◆ TASK SET:
A. Answer these from the text on pastoral transitions:
(i) The manager of which business did the departing pastor introduce the writer to?
(ii) Which utility services were transferred in one visit?
(iii) Who should be assigned to give the new pastor the set of keys?
B. Reproduce word for word the passage of the text on pastoral transitions that starts at "If you've ever" and ends after "door it fits.".

◆ DOCUMENT EXCERPT:
If circumstances permit, introduce your successor personally to key individuals in the community. In my last transition, the departing pastor took me with him to meet the most generous nonmember contributor, the manager of the best dry cleaners in town, several people with whom he was studying the Bible, and others with whom I would need to be acquainted in my work there. He was not threatened by my presence in his domain prior to his leaving, and this was a great help.

Since we would be living in a church-owned home (for the first time), this contact also gave us the opportunity to measure for window curtains and learn about the heating system and the home-maintenance contracts. We also went together to each of the utility companies in the city, allowing us in one visit to have the electricity, water, garbage, gas, and phone service to be transferred from his name to mine. This saved hours and hours of potentially lost time scouting out the territory on our own for the first time. Such an ideal opportunity is not always possible, of course, but when it is, take advantage of it.

Church building

If you've ever been the "new minister," you can probably remember having to call around among the members (assuming you know their phone numbers) to discover how to obtain a set of keys to the church facility. In one new pastorate, I actually had to borrow the key to the main door from the janitor and have one made at a nearby hardware store! Yet how easily you can eliminate this frustration for your successor. Sim ply assign the head deacon to present the new pastor with your complete set of keys while the pastor's furniture is being unloaded, if not before. If you want to go the extra mile, tag each one for the door it fits.

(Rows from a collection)
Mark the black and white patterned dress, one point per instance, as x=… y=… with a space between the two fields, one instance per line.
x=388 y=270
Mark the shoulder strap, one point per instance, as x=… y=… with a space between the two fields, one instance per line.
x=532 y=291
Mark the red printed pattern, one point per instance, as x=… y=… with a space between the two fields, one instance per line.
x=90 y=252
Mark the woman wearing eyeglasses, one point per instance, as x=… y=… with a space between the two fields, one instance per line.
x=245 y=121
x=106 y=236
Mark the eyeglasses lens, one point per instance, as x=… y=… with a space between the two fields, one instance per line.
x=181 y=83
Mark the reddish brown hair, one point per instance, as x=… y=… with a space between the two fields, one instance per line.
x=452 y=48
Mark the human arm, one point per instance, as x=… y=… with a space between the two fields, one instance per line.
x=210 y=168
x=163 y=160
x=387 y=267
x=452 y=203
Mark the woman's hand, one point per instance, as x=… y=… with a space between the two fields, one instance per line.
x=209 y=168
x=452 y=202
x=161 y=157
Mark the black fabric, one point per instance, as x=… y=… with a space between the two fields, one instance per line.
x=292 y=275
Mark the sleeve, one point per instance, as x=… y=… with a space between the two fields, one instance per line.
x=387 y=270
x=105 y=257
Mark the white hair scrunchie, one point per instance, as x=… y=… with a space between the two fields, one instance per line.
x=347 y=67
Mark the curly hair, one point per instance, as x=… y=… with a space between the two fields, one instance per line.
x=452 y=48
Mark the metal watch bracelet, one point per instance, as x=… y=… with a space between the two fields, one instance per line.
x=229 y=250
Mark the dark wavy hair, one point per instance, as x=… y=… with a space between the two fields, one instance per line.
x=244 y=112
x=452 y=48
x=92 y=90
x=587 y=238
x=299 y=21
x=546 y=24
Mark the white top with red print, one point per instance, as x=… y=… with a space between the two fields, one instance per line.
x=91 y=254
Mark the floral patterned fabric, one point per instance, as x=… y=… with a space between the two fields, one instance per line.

◆ ANSWERS IN ORDER:
A.
(i) The best dry cleaners in town.
(ii) Electricity, water, garbage, gas, and phone service.
(iii) The head deacon.

B.
If you've ever been the "new minister," you can probably remember having to call around among the members (assuming you know their phone numbers) to discover how to obtain a set of keys to the church facility. In one new pastorate, I actually had to borrow the key to the main door from the janitor and have one made at a nearby hardware store! Yet how easily you can eliminate this frustration for your successor. Sim ply assign the head deacon to present the new pastor with your complete set of keys while the pastor's furniture is being unloaded, if not before. If you want to go the extra mile, tag each one for the door it fits.